The whole listing below should be duplicated exactly, with nothing left out.

** Opening Given records block **

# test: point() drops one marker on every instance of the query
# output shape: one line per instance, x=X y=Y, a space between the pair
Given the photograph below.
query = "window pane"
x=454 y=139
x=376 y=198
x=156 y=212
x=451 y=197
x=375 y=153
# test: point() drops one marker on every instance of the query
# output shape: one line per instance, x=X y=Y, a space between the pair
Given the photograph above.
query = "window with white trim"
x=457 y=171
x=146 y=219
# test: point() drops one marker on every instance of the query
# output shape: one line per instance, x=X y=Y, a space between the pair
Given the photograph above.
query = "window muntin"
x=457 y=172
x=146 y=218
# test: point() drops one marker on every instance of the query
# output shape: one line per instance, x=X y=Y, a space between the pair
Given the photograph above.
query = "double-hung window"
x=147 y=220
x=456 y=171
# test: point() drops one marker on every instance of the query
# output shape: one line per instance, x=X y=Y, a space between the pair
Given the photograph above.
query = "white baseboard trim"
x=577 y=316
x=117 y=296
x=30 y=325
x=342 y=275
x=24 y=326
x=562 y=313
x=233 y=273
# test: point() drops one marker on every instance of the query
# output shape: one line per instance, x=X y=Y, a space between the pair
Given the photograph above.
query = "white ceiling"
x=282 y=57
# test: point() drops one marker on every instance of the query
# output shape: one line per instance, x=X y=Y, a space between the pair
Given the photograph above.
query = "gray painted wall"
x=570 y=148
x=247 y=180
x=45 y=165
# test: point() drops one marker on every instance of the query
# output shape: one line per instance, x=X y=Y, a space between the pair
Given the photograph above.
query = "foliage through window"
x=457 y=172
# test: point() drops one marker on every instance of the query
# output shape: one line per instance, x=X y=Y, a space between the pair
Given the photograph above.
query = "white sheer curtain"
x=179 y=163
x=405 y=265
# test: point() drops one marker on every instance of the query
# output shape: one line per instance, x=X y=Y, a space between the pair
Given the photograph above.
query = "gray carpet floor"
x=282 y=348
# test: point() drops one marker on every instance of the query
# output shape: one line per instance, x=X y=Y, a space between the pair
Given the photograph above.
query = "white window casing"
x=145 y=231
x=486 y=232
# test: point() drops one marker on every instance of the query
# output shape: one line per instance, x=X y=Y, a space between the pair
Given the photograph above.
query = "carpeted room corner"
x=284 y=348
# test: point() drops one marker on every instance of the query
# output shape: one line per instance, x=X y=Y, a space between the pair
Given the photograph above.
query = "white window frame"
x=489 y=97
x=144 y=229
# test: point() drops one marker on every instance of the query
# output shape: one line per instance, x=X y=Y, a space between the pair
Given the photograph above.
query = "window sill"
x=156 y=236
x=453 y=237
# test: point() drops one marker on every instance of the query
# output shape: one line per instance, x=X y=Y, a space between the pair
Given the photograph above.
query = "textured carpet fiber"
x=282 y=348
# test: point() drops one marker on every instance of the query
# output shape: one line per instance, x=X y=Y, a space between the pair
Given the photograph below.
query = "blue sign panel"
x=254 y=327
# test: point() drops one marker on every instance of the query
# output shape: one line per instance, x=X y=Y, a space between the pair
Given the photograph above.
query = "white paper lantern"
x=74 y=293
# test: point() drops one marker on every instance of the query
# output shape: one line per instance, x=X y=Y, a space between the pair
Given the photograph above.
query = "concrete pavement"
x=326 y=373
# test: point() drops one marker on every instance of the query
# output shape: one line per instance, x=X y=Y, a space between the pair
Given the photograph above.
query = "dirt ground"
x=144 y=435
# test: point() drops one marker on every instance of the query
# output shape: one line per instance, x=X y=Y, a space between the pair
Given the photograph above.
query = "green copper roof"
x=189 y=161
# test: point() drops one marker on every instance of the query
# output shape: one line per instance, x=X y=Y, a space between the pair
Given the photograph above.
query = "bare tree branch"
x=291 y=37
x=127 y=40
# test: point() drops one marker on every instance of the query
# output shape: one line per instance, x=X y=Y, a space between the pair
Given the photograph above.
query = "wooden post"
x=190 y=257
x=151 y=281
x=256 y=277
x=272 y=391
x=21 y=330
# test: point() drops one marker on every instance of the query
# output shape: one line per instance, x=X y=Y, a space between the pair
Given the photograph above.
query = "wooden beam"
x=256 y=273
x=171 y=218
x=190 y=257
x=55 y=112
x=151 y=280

** Closing Given records block **

§ The completed task:
# test: point() drops one marker on every instance of the query
# output shape: one line per instance, x=X y=Y, a space between the pair
Given the photograph below.
query = "window pane"
x=454 y=139
x=376 y=198
x=156 y=212
x=451 y=197
x=375 y=153
# test: point() drops one marker on every instance of the query
# output shape: one line per instance, x=X y=Y, a space between the pair
Given the photograph above.
query = "window with white trim"
x=457 y=171
x=146 y=219
# test: point() drops one marker on every instance of the query
# output shape: one line per instance, x=X y=Y, a space between the pair
Given the photograph above.
query = "window muntin"
x=457 y=172
x=146 y=218
# test: point() drops one marker on every instance of the query
# output shape: one line per instance, x=X y=Y, a space between the pair
Given the photograph above.
query = "double-hung window"
x=147 y=220
x=456 y=171
# test: point() drops one marker on every instance of the query
# output shape: one line per instance, x=X y=Y, a space between the pair
Given the photograph above.
query = "white baseboard trim"
x=577 y=316
x=117 y=296
x=30 y=325
x=342 y=275
x=24 y=326
x=562 y=313
x=233 y=273
# test: point() drops one marker on every instance of the query
# output shape: one line per instance, x=X y=Y, a space between the pair
Given the photograph above.
query = "white ceiling"
x=282 y=57
# test: point() drops one marker on every instance of the query
# output shape: one line per instance, x=X y=Y, a space between the pair
Given the photograph above.
query = "gray painted wall"
x=570 y=148
x=247 y=180
x=45 y=165
# test: point() drops one marker on every instance of the query
# output shape: one line per instance, x=X y=Y, a space between the pair
Given the photograph above.
query = "foliage through window"
x=457 y=172
# test: point() drops one marker on every instance of the query
# output shape: one line per instance, x=X y=Y, a space between the pair
Given the photograph above.
query = "white sheer curtain"
x=179 y=163
x=405 y=265
# test: point() drops one marker on every instance of the query
# output shape: one line per instance, x=X y=Y, a space between the pair
Given the photograph above.
query = "gray carpet floor"
x=282 y=348
# test: point() drops one marker on every instance of the query
# output shape: one line per instance, x=X y=Y, a space between the pair
Given the photograph above.
query = "white window casing"
x=145 y=231
x=486 y=232
# test: point() drops one marker on every instance of the query
# output shape: one line per instance, x=X y=Y, a space between the pair
Given the photograph above.
query = "carpeted room corner"
x=284 y=348
# test: point() drops one marker on every instance of the query
# output shape: one line per instance, x=X y=Y, a space between the pair
Given the photograph above.
query = "white window frame"
x=489 y=97
x=144 y=229
# test: point() drops one marker on every instance of the query
# output shape: one line per instance, x=X y=Y, a space between the pair
Given the photograph above.
query = "window sill"
x=156 y=236
x=453 y=237
# test: point() drops one marker on every instance of the query
# output shape: one line per instance, x=X y=Y, a space between the pair
Given the photograph above.
query = "textured carpet fiber"
x=282 y=348
# test: point() drops one marker on every instance of the query
# output shape: one line per instance, x=X y=Y, a space between the pair
Given the photograph below.
query = "blue sign panel"
x=254 y=327
# test: point() drops one marker on every instance of the query
# output shape: one line per instance, x=X y=Y, a space between the pair
Given the photograph above.
query = "white paper lantern"
x=74 y=293
# test: point() drops one marker on every instance of the query
# output shape: one line per instance, x=X y=Y, a space between the pair
Given the photograph above.
query = "concrete pavement"
x=326 y=373
# test: point() drops one marker on every instance of the query
# output shape: one line per instance, x=X y=Y, a space between the pair
Given the photograph above.
query = "dirt ground"
x=144 y=435
# test: point() drops one marker on every instance of the query
# output shape: one line per instance, x=X y=Y, a space between the pair
Given the photograph above.
query = "green copper roof"
x=189 y=161
# test: point() drops one marker on every instance of the query
# output shape: one line per instance, x=X y=Y, a space between the pair
Given the photograph above.
query = "bare tree branch"
x=291 y=37
x=127 y=40
# test: point() drops one marker on every instance of the query
# output shape: one line per instance, x=X y=Y, a space between the pair
Given the photograph above.
query = "wooden post"
x=190 y=257
x=151 y=281
x=256 y=277
x=272 y=391
x=21 y=330
# test: point() drops one marker on every instance of the query
# output shape: one line per instance, x=X y=Y, a space between the pair
Given the photograph above.
query = "wooden beam"
x=256 y=273
x=171 y=218
x=190 y=257
x=55 y=112
x=151 y=280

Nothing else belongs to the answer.